Coordinate annotation listing:
-*-*-

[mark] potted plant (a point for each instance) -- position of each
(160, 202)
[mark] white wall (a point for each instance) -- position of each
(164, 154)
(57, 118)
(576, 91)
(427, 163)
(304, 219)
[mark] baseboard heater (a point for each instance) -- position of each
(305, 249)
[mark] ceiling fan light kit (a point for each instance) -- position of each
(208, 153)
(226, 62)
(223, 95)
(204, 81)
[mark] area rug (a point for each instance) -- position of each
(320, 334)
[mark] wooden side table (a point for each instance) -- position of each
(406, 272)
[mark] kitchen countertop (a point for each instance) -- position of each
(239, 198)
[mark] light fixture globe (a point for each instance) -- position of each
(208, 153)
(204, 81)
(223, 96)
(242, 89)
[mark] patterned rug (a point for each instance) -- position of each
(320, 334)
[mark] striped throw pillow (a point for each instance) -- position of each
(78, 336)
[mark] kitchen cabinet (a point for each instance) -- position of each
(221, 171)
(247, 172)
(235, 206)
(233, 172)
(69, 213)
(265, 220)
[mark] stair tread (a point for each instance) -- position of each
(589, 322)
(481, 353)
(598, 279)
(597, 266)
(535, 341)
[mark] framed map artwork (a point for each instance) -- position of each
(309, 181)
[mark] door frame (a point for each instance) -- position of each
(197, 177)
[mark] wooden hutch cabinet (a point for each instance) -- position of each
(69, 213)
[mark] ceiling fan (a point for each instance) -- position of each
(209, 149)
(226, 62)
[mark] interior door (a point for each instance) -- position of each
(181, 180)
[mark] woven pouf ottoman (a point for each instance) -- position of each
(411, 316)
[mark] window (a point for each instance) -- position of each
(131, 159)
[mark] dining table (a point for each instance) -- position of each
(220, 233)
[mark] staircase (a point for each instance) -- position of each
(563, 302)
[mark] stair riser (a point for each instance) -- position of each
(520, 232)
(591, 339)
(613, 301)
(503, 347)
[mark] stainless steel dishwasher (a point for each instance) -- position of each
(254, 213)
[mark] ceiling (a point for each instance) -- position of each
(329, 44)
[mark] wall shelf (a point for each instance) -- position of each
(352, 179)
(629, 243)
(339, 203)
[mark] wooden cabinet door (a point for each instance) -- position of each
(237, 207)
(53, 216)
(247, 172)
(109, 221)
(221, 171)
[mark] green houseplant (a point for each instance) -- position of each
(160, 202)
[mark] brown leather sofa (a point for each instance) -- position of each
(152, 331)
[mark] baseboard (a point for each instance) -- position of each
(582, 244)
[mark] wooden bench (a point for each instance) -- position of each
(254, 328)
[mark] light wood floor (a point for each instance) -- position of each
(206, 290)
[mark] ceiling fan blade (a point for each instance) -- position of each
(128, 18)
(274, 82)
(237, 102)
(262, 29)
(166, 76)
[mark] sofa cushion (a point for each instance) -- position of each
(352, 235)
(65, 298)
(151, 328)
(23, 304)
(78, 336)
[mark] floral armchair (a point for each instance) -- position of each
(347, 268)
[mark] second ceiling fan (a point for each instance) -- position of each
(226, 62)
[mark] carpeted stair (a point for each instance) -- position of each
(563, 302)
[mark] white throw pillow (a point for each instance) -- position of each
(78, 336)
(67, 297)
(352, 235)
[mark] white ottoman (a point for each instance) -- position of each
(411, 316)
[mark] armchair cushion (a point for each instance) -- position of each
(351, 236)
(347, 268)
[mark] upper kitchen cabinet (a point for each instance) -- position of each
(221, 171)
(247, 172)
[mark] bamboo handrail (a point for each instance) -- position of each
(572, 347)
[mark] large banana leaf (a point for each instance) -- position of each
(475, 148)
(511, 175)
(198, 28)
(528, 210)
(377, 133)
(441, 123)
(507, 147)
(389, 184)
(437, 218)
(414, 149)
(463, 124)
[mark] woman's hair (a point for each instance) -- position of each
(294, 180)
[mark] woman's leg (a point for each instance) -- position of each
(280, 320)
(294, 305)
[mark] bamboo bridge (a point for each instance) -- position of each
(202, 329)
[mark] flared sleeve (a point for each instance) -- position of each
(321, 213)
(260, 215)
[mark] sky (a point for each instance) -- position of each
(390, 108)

-*-*-

## [EXERCISE BRIEF]
Convert every line of the listing above into a Markdown table with the columns Number and Listing line, one row per line, skipping any blank lines.

## [CORRECT RESPONSE]
| Number | Listing line |
|---|---|
| 1 | [mark] potted plant (a point for each instance) -- position of each |
| 2 | (160, 202) |
| 3 | [mark] white wall (a point for each instance) -- position of each |
| 4 | (164, 154) |
| 5 | (57, 118) |
| 6 | (576, 91) |
| 7 | (427, 163) |
| 8 | (304, 219) |
| 9 | [mark] baseboard heater (a point for each instance) -- position of each |
| 10 | (305, 249) |
| 11 | [mark] ceiling fan light kit (a point for each instance) -- position of each |
| 12 | (208, 153) |
| 13 | (226, 62) |
| 14 | (223, 95) |
| 15 | (204, 81) |
| 16 | [mark] area rug (a point for each instance) -- position of each |
| 17 | (320, 334) |
| 18 | [mark] wooden side table (a point for each instance) -- position of each |
| 19 | (406, 272) |
| 20 | [mark] kitchen countertop (a point for each instance) -- position of each |
| 21 | (239, 198) |
| 22 | [mark] light fixture globe (a point for each instance) -- position of each |
| 23 | (208, 153) |
| 24 | (204, 81) |
| 25 | (223, 96) |
| 26 | (242, 89) |
| 27 | [mark] patterned rug (a point for each instance) -- position of each |
| 28 | (320, 334) |
| 29 | [mark] striped throw pillow (a point for each instance) -- position of each |
| 30 | (78, 336) |
| 31 | [mark] kitchen cabinet (a point for each instance) -- position of each |
| 32 | (221, 171) |
| 33 | (247, 172) |
| 34 | (235, 206) |
| 35 | (233, 172) |
| 36 | (69, 213) |
| 37 | (265, 220) |
| 38 | [mark] stair tread (a point for each instance) -- position of each |
| 39 | (589, 322) |
| 40 | (481, 353) |
| 41 | (598, 279) |
| 42 | (597, 266) |
| 43 | (535, 341) |
| 44 | [mark] framed map artwork (a point for each instance) -- position of each |
| 45 | (309, 181) |
| 46 | [mark] door frame (a point for each instance) -- position of each |
| 47 | (197, 177) |
| 48 | [mark] wooden hutch cabinet (a point for each instance) -- position of each |
| 49 | (69, 213) |
| 50 | [mark] ceiling fan (a point for each instance) -- position of each |
| 51 | (209, 149) |
| 52 | (226, 62) |
| 53 | [mark] interior door (a point for each instance) -- position of each |
| 54 | (181, 180) |
| 55 | [mark] woven pouf ottoman (a point for each instance) -- position of each |
| 56 | (411, 316) |
| 57 | [mark] window (a point for each instance) -- position of each |
| 58 | (131, 159) |
| 59 | [mark] dining table (a point for each instance) -- position of each |
| 60 | (220, 233) |
| 61 | [mark] staircase (a point for each instance) -- position of each |
| 62 | (563, 302) |
| 63 | [mark] stair riser (a point for each instance) -- position of each |
| 64 | (520, 232) |
| 65 | (591, 339) |
| 66 | (613, 301) |
| 67 | (503, 347) |
| 68 | [mark] stainless steel dishwasher (a point for each instance) -- position of each |
| 69 | (254, 213) |
| 70 | [mark] ceiling (a point for each instance) -- position of each |
| 71 | (329, 44) |
| 72 | [mark] wall shelf (a point for each instance) -- position of each |
| 73 | (352, 179) |
| 74 | (629, 243) |
| 75 | (339, 203) |
| 76 | [mark] wooden cabinet door (a point for each instance) -- position of each |
| 77 | (237, 207) |
| 78 | (53, 216) |
| 79 | (247, 172) |
| 80 | (109, 221) |
| 81 | (221, 171) |
| 82 | [mark] green houseplant (a point for each instance) -- position of each |
| 83 | (160, 202) |
| 84 | [mark] brown leather sofa (a point for each instance) -- position of each |
| 85 | (152, 331) |
| 86 | [mark] baseboard (a point for each instance) -- position of each |
| 87 | (582, 244) |
| 88 | [mark] wooden bench (a point for each instance) -- position of each |
| 89 | (254, 328) |
| 90 | [mark] light wood floor (a point for each instance) -- position of each |
| 91 | (206, 290) |
| 92 | [mark] ceiling fan blade (a point for each instance) -- position of each |
| 93 | (128, 18) |
| 94 | (274, 82) |
| 95 | (237, 102) |
| 96 | (262, 29) |
| 97 | (166, 76) |
| 98 | [mark] sofa cushion (a point for each instance) -- position of each |
| 99 | (352, 235) |
| 100 | (65, 298) |
| 101 | (151, 328) |
| 102 | (23, 304) |
| 103 | (78, 336) |
| 104 | [mark] floral armchair (a point for each instance) -- position of each |
| 105 | (347, 268) |
| 106 | [mark] second ceiling fan (a point for each instance) -- position of each |
| 107 | (226, 62) |
| 108 | [mark] carpeted stair (a point for each instance) -- position of each |
| 109 | (563, 302) |
| 110 | [mark] white throw pillow (a point for each instance) -- position of each |
| 111 | (78, 336) |
| 112 | (67, 297) |
| 113 | (352, 235) |
| 114 | [mark] white ottoman (a point for each instance) -- position of each |
| 115 | (411, 316) |
| 116 | [mark] armchair cushion (a point for each instance) -- position of each |
| 117 | (351, 236) |
| 118 | (347, 268) |
| 119 | [mark] upper kitchen cabinet (a point for each instance) -- position of each |
| 120 | (221, 171) |
| 121 | (247, 172) |
| 122 | [mark] bamboo handrail (a point for each instance) -- position of each |
| 123 | (572, 347) |
| 124 | [mark] large banana leaf (a point for each instance) -- position of each |
| 125 | (475, 148) |
| 126 | (511, 175) |
| 127 | (198, 28) |
| 128 | (528, 210) |
| 129 | (377, 133) |
| 130 | (441, 123) |
| 131 | (507, 147) |
| 132 | (389, 184) |
| 133 | (437, 218) |
| 134 | (414, 149) |
| 135 | (463, 124) |
| 136 | [mark] woman's hair (a point for each instance) -- position of each |
| 137 | (294, 180) |
| 138 | [mark] woman's leg (a point for each instance) -- position of each |
| 139 | (280, 320) |
| 140 | (294, 305) |
| 141 | [mark] bamboo bridge (a point for each instance) -- position of each |
| 142 | (202, 329) |
| 143 | [mark] flared sleeve (a point for each instance) -- position of each |
| 144 | (321, 213) |
| 145 | (260, 215) |
| 146 | [mark] sky (a point for each instance) -- position of each |
| 147 | (390, 108) |